→ Supplied passage
#####

The Floridians Football Club (Floridians FC or FFC) is an American soccer team based in Fort Lauderdale, Florida, United States.  The club currently competes in the fourth tier of the American soccer pyramid, a hierarchy football soccer structure model. The Floridians compete in the Premier Development League (PDL). in the Southeast Division of the Southern Conference. The football club plays its home games on the Main Event Field at Central Broward Regional Park in nearby Lauderhill, Florida. The club's colors are navy and yellow, with a yellow soccer ball logo badge.

History

On Wednesday, May 20, 2009, Schulz Academy was announced as a USL Premier Development League expansion franchise, joining the league in 2010. The team played its first competitive game on May 7, 2010, a 1–0 loss to the Bradenton Academics.

At the time, USL's Executive Vice President and COO, Tim Holt was “thrilled to welcome such a successful youth program as the Schulz Academy to the PDL". Their proven track record in developing players, including US National Team star Jozy Altidore, speaks for itself. "The club is a model organization in the Super Y-League and we are confident they will be an asset to the Southeast Division of the PDL.

#####

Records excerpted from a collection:
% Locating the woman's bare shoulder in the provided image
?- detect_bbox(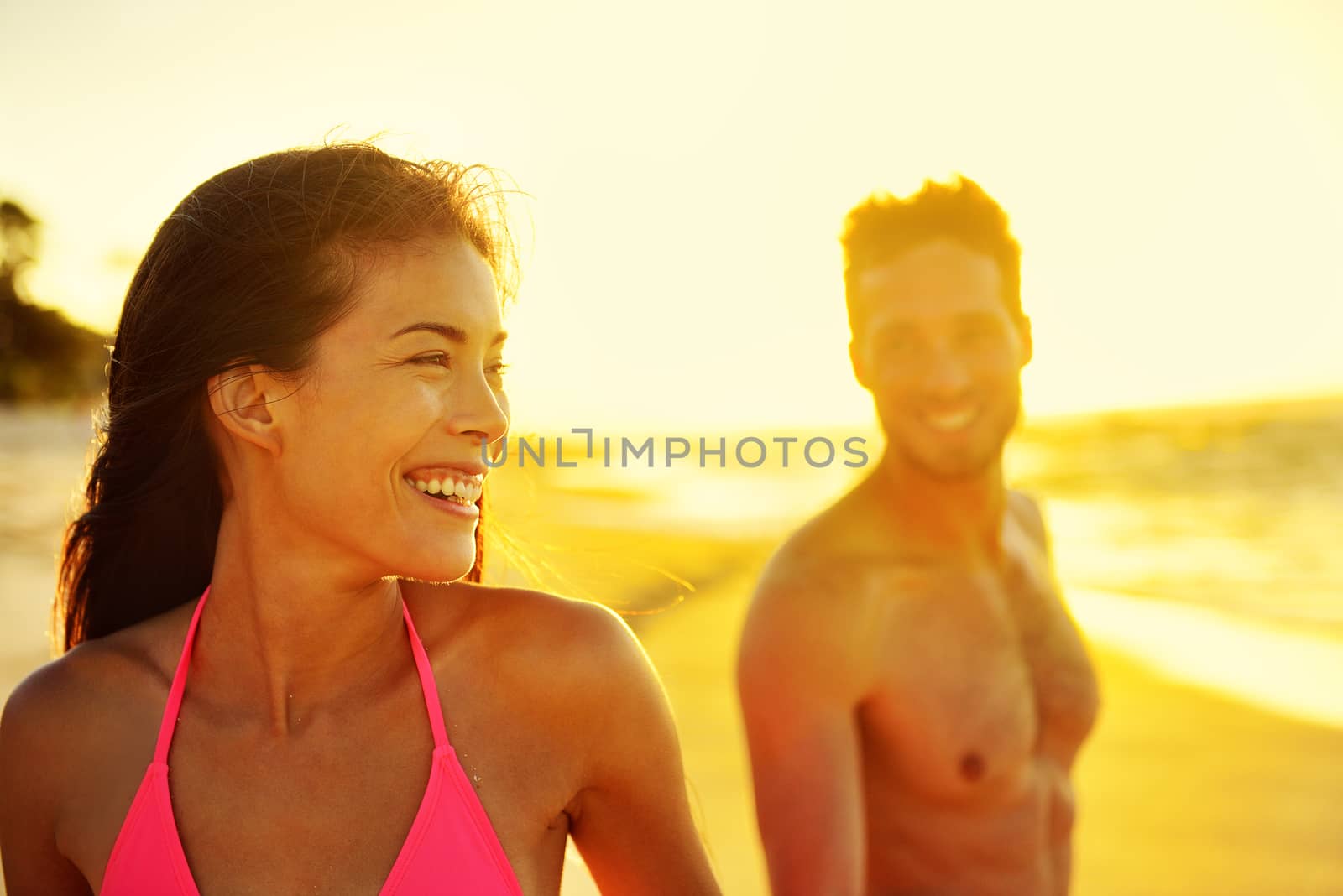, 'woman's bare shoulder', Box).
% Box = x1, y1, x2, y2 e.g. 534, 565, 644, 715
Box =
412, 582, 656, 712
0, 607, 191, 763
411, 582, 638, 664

#####

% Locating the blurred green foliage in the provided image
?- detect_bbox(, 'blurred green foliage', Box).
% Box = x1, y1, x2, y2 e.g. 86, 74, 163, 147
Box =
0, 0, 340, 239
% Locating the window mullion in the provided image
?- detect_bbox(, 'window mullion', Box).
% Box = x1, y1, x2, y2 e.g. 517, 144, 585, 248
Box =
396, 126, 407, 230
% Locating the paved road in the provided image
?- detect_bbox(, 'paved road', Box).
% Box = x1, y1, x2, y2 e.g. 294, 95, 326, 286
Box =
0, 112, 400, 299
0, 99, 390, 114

#####

→ Prompt 1
Answer these questions from the Floridians FC article:
(a) On which field and in which park does the club play its home games?
(b) Which team beat the club in its first competitive game, and what was the score?
(c) What are the club's colors?
→ Prompt 2
Repeat word for word the stretch of the Floridians FC article from "The Floridians Football" through "ball logo badge.".
→ Prompt 3
Go on with the Floridians FC article, picking up after its final sentence.
The listing has no connection to the Floridians FC article.

→ Task output 1
(a) The Main Event Field at Central Broward Regional Park in Lauderhill, Florida
(b) The Bradenton Academics, 1–0
(c) Navy and yellow

→ Task output 2
The Floridians Football Club (Floridians FC or FFC) is an American soccer team based in Fort Lauderdale, Florida, United States.  The club currently competes in the fourth tier of the American soccer pyramid, a hierarchy football soccer structure model. The Floridians compete in the Premier Development League (PDL). in the Southeast Division of the Southern Conference. The football club plays its home games on the Main Event Field at Central Broward Regional Park in nearby Lauderhill, Florida. The club's colors are navy and yellow, with a yellow soccer ball logo badge.

→ Task output 3
The PDL team was coached by founder Dr. Josef Schulz, recognized as one of the top youth coaches in the country.  Notable players that have been developed within the club included Matt Luzunaris, Hasani Sinclair and CJ Phelps of the U18 US Men's National Team; Donovan Henry, Zach Herold, and Stefan Jerome of the US U17 Men's National Team; and US National Team and Toronto FC striker Jozy Altidore.  Academy founder Josef Schulz died of cancer on July 22, 2013.  With the sad passing of its founder, Schulz Academy decided to resume the Soccer Academy but gave up the PDL franchise to the Floridians FC.

The Floridians F.C. want to bring talents to South Florida and establish strong partnerships with professional players and clubs around the world.  They will be competing in the PDL league of the USL and have established their home base at the Central Broward Park Stadium.  The stadium,  located at the heart of the Tri County Area offers easy access from the whole Miami Metropolitan Area, has a capacity of 15,000 seats and has the capabilities to welcome the tournaments and the many events the club will be hosting.

Players

Current players

Notable former players
This list of notable former players comprises players who went on to play professional soccer after playing for the team in the Premier Development League, or those who previously played professionally before joining the team with Schulz Academy.
  Jozy Altidore
  Matt Luzunaris
  Shawn Barry
  Darnell King
  Moussa Toure

Former players

Year-by-year

Head coaches
  Fernando Valenzuela (2014–Current)
  Claude Anelka (2013–2014)
  Josef Schulz (2010–2013)

Stadium
 Main Event Field at Central Broward Regional Park; Lauderhill, Florida (2010–present)
 Stadium at Florida Atlantic University; Boca Raton, Florida 1 game (2010)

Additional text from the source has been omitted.